Text for analysis section start
Wednesday, September 10, 2014

Case study: "Minimum Effective Dose" applied to world of physician-led entrepreneurship





Tim Ferriss describes the concept of Minimum Effective Dose (MED) as the smallest input needed to produce a desired outcome. For example, if you want to boil water, the MED is 100 C. Increasing the temperature above 100 C will not produce a better result, it will just waste resources.

Many physician entrepeneurs that I know (especially those still in training) often employ this concept to balance their clinical responsibilities with their innovation work (and families) but do so without much rigor or science behind its application.

I recently had a month that really strained my bandwidth and I applied this principle to manage supervising a teaching clinical inpatient service, a busy month for my company, and a Medical Licensing exam (USMLE step 3).

As always, patient care came first. There's very little control of the time demands of patient care. 80 hrs/week is 80 hrs per week (or more). Outside of that, I had to balance my two other priorities of preparing for the medical licensing exam (2 days, 8 hours each) and leading a startup.

MED concept applied to month as ward supervisor, USMLE, and CEO

1) Prioritize what is most importantly personally: family. I sent my wife and child away to stay with grandparents in Baltimore to avoid the unfulfillable promise of ever arriving home on time for dinner. Although it was sad and facetime is not as good as shooting hoops with little man, its set the right low expectations which and no one was disappointed.

2) Prioritize what is most important professionally: my direct patients. I serve patients with my software company as well as clinically. But clinical time is direct patient care so that takes priority.
Text for analysis section end
Extracted data section start
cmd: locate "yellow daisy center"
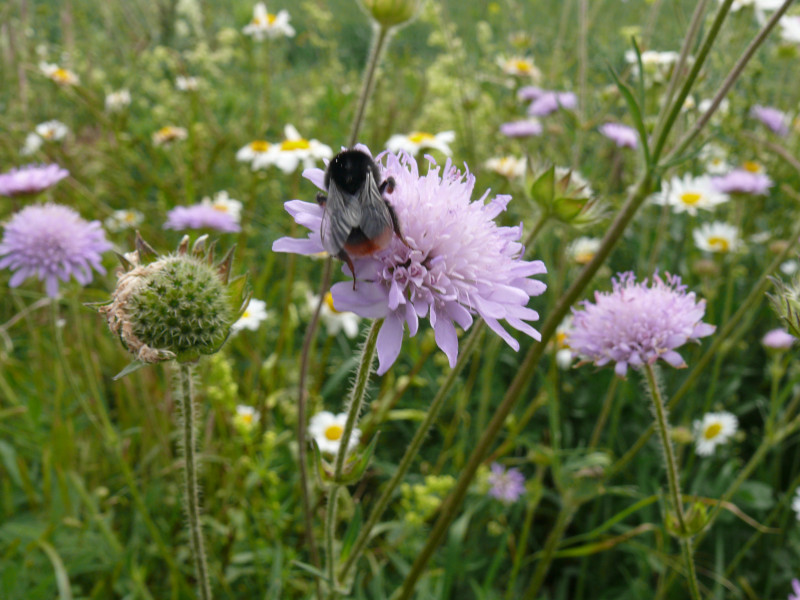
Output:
[708,235,731,252]
[281,138,311,152]
[408,131,436,144]
[250,140,270,152]
[325,425,344,442]
[703,423,722,440]
[680,192,703,206]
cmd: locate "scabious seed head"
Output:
[100,236,249,363]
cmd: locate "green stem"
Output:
[644,364,700,600]
[179,364,211,600]
[340,321,484,580]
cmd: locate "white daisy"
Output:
[386,131,456,156]
[39,62,80,85]
[308,410,361,455]
[692,221,741,254]
[106,90,131,112]
[242,2,295,42]
[486,156,525,179]
[694,412,739,456]
[264,125,333,173]
[653,175,728,216]
[105,209,144,231]
[231,298,269,333]
[306,292,361,339]
[36,119,69,142]
[567,237,602,265]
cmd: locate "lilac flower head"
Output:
[0,164,69,196]
[164,202,241,233]
[599,123,639,148]
[0,203,111,298]
[489,463,525,504]
[272,146,546,374]
[528,91,578,117]
[750,104,789,135]
[711,169,774,196]
[500,119,542,137]
[567,272,715,377]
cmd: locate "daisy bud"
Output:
[99,234,249,373]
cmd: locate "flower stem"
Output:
[348,26,391,147]
[179,364,211,600]
[643,364,700,600]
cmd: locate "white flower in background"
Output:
[236,140,276,170]
[200,190,242,223]
[39,62,80,85]
[306,292,361,339]
[233,404,261,432]
[486,156,525,179]
[692,221,741,254]
[653,175,728,216]
[242,2,295,42]
[231,298,269,333]
[694,412,739,456]
[308,410,361,455]
[175,75,200,92]
[567,237,602,265]
[36,119,69,142]
[104,209,144,232]
[497,56,542,81]
[153,125,189,146]
[266,125,333,173]
[106,90,131,112]
[19,133,44,156]
[386,131,456,156]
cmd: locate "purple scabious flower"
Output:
[528,91,578,117]
[598,123,639,148]
[164,203,242,233]
[0,164,69,196]
[711,169,775,196]
[567,272,715,377]
[500,119,542,137]
[272,146,547,374]
[750,104,789,135]
[489,463,525,504]
[0,203,111,298]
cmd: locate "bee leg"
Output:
[336,250,356,291]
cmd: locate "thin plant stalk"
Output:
[178,364,211,600]
[643,364,700,600]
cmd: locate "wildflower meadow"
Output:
[0,0,800,600]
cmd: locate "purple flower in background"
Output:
[489,463,525,504]
[272,146,546,374]
[599,123,639,148]
[164,202,242,233]
[0,164,69,196]
[500,119,542,137]
[750,104,789,135]
[567,273,715,377]
[711,169,774,196]
[0,203,111,297]
[528,91,578,117]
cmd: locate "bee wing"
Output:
[358,173,392,240]
[320,180,361,256]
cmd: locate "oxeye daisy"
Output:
[0,203,111,298]
[567,273,715,377]
[386,131,456,156]
[692,222,741,254]
[653,175,728,216]
[242,2,295,42]
[694,412,739,456]
[308,410,361,455]
[272,146,546,374]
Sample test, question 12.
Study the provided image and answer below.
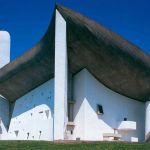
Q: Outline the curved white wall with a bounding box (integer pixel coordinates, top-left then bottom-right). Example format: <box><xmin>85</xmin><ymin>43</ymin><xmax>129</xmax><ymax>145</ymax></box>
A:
<box><xmin>7</xmin><ymin>79</ymin><xmax>54</xmax><ymax>141</ymax></box>
<box><xmin>0</xmin><ymin>31</ymin><xmax>10</xmax><ymax>68</ymax></box>
<box><xmin>74</xmin><ymin>69</ymin><xmax>145</xmax><ymax>141</ymax></box>
<box><xmin>0</xmin><ymin>96</ymin><xmax>9</xmax><ymax>139</ymax></box>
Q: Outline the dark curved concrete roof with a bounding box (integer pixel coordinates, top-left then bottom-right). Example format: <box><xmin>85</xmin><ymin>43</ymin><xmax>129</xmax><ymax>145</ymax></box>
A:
<box><xmin>0</xmin><ymin>5</ymin><xmax>150</xmax><ymax>102</ymax></box>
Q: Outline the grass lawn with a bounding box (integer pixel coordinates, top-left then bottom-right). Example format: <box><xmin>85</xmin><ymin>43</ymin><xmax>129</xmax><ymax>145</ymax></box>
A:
<box><xmin>0</xmin><ymin>141</ymin><xmax>150</xmax><ymax>150</ymax></box>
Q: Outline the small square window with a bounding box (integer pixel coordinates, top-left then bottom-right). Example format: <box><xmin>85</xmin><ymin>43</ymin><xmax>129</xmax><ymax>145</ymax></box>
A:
<box><xmin>97</xmin><ymin>105</ymin><xmax>104</xmax><ymax>115</ymax></box>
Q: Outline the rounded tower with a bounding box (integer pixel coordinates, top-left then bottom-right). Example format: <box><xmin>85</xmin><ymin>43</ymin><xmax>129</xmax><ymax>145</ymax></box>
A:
<box><xmin>0</xmin><ymin>31</ymin><xmax>10</xmax><ymax>68</ymax></box>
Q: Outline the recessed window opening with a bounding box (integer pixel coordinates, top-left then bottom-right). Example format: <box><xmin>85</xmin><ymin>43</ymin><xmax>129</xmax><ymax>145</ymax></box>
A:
Extracted data section end
*Problem requirements*
In the post on applying Minimum Effective Dose to physician-led entrepreneurship, what temperature is given as the MED for boiling water?

*Answer to this task*
100 C